__Text passage__
API Testing: Do It Right and Automate

Software development in 2018 looks nothing like it did a decade ago. Developers have been driven to find faster and more efficient ways to produce a finished application. Customers demand better products, and market pressures mean get your apps out now or risk annihilation from competitors.

This means abandoning the waterfall method of software development where each part of a program was completed before the next was started, often leaving error identification (and subsequent delays) until the end of the cycle. Instead, developers are now embracing Agile development with its highly integrated production methodology, often releasing product in two-week sprints.

APIs Can Get Your App Market-Ready Faster

We live in a fast world. Enterprises that are big users of technology need to keep up with the pace of change demanded by their customers. This can put a high degree of stress on internal IT teams and lead to the inevitable coding errors and resulting delays in new product release.

An advantage is the ubiquitous use of APIs or Application Programming Interfaces. APIs allow nearly limitless possibilities for how applications can interact with each other.

However powerful the use of APIs can be, they also need to be put through a rigorous testing process. Unfortunately, this often places added strain on a company’s IT team that may not be familiar with the most effective testing methodologies.

__Rows from a box labeling dataset__
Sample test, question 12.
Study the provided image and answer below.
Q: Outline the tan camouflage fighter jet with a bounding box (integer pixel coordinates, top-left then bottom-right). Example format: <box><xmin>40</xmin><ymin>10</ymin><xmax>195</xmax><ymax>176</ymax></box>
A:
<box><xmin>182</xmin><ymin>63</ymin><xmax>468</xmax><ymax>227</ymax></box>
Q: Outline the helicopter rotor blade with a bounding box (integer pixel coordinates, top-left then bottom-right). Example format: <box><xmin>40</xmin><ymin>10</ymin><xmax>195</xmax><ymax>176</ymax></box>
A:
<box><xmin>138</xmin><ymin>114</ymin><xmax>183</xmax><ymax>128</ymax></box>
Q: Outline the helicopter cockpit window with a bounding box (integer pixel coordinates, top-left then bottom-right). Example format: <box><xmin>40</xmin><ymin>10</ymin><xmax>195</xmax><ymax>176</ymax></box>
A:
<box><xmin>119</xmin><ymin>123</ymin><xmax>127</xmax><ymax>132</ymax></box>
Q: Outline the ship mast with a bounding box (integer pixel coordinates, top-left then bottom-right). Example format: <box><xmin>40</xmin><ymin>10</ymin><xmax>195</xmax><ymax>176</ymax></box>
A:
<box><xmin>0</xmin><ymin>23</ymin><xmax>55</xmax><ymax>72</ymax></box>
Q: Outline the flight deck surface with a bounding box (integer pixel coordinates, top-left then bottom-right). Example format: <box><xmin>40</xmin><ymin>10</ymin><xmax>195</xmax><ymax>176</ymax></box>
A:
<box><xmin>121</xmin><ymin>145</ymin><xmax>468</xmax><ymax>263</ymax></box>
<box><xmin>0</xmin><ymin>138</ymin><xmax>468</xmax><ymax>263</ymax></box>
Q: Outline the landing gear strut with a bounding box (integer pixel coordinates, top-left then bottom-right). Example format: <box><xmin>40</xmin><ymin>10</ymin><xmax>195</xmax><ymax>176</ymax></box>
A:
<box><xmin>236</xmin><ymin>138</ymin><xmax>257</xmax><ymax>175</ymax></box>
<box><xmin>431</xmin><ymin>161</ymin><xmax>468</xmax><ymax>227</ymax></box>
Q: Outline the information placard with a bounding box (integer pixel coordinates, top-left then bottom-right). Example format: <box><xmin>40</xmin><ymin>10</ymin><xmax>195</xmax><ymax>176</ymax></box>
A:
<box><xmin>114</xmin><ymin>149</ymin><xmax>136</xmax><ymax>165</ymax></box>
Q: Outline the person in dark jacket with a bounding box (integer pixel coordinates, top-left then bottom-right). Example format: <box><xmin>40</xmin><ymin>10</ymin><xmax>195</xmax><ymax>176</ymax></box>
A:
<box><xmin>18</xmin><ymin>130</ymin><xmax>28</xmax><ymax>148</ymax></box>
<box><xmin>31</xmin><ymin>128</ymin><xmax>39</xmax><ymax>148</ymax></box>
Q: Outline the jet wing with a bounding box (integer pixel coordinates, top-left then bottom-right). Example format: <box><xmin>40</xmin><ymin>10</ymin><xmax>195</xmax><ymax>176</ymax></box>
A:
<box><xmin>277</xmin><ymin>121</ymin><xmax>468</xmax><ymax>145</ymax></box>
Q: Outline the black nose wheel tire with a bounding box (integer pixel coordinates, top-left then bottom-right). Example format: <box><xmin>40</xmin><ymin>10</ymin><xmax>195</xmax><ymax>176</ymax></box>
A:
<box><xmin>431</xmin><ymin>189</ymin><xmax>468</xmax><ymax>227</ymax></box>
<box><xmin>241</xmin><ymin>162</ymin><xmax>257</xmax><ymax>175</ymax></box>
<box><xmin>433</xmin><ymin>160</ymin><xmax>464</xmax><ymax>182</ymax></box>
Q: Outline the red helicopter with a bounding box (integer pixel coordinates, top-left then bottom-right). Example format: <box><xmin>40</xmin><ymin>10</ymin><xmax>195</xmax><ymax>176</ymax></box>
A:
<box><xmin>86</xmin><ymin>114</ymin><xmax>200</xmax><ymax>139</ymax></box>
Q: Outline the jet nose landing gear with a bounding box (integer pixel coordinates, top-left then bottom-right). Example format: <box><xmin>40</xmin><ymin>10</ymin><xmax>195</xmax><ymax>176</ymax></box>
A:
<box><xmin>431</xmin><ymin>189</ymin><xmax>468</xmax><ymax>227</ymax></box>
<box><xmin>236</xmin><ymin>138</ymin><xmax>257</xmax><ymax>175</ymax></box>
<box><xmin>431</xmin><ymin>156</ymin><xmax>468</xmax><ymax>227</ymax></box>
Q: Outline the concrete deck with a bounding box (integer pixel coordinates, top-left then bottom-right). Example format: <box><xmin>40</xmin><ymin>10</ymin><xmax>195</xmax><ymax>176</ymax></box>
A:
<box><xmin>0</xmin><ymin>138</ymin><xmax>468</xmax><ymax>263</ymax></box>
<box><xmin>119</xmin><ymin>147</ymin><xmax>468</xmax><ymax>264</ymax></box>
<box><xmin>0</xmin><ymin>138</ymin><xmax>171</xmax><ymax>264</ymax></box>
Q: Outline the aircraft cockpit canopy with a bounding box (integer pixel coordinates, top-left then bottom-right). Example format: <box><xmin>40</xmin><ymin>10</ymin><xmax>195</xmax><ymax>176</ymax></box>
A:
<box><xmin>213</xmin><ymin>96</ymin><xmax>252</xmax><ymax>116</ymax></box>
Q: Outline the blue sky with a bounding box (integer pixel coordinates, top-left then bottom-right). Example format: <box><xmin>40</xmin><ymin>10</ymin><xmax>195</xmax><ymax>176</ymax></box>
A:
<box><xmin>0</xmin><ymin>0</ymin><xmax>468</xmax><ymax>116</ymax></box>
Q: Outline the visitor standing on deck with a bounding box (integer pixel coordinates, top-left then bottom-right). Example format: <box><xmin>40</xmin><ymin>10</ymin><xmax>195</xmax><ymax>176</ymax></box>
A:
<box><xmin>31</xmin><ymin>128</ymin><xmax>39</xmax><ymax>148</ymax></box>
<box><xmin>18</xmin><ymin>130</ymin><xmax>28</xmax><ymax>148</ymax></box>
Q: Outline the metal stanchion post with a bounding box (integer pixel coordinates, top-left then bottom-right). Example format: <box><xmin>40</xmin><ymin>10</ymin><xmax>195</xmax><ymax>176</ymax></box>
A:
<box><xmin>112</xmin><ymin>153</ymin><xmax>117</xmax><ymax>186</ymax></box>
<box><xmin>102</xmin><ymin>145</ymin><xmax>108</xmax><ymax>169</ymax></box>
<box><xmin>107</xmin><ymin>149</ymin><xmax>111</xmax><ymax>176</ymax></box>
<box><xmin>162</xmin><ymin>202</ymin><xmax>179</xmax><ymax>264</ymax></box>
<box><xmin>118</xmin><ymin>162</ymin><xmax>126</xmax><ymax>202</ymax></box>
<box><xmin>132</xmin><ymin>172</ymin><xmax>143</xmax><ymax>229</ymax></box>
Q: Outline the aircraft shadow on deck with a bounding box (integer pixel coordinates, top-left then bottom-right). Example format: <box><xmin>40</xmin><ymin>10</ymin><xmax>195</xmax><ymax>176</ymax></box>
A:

__What this exercise asks__
A – Reproduce the API testing article word for word, starting at "An advantage is" and ending at "effective testing methodologies.".
B – Does the API testing article support each statement below? Answer yes or no for each, quoting the words that settle it.
(i) Agile development often releases product in two-week sprints.
(ii) The waterfall method tended to find errors early in the cycle.
(iii) APIs can skip a rigorous testing process.

__Worked answers__
A –
An advantage is the ubiquitous use of APIs or Application Programming Interfaces. APIs allow nearly limitless possibilities for how applications can interact with each other.

However powerful the use of APIs can be, they also need to be put through a rigorous testing process. Unfortunately, this often places added strain on a company’s IT team that may not be familiar with the most effective testing methodologies.

B –
(i) Yes: "often releasing product in two-week sprints"
(ii) No: "often leaving error identification (and subsequent delays) until the end of the cycle"
(iii) No: "they also need to be put through a rigorous testing process"